## START Data lines

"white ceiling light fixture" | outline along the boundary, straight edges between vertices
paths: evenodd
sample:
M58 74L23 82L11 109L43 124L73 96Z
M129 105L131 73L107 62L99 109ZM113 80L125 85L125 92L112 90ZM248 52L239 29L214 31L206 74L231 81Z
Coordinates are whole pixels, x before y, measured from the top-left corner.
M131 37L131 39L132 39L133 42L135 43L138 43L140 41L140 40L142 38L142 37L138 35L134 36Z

## END Data lines

[Exercise brief]: Can you retype the entire listing above line for line, without changing anything?

[Exercise output]:
"white ceiling light fixture" | outline along the boundary, straight edges between vertices
paths: evenodd
sample:
M58 74L23 82L11 109L43 124L73 96Z
M129 105L131 73L107 62L99 109ZM113 80L125 85L125 92L112 90ZM248 52L239 29L214 31L206 74L231 81Z
Coordinates are whole pixels, x before y, measured from the top-left corner.
M131 37L131 39L132 39L133 42L135 43L138 43L140 41L140 40L142 38L142 37L138 35L134 36Z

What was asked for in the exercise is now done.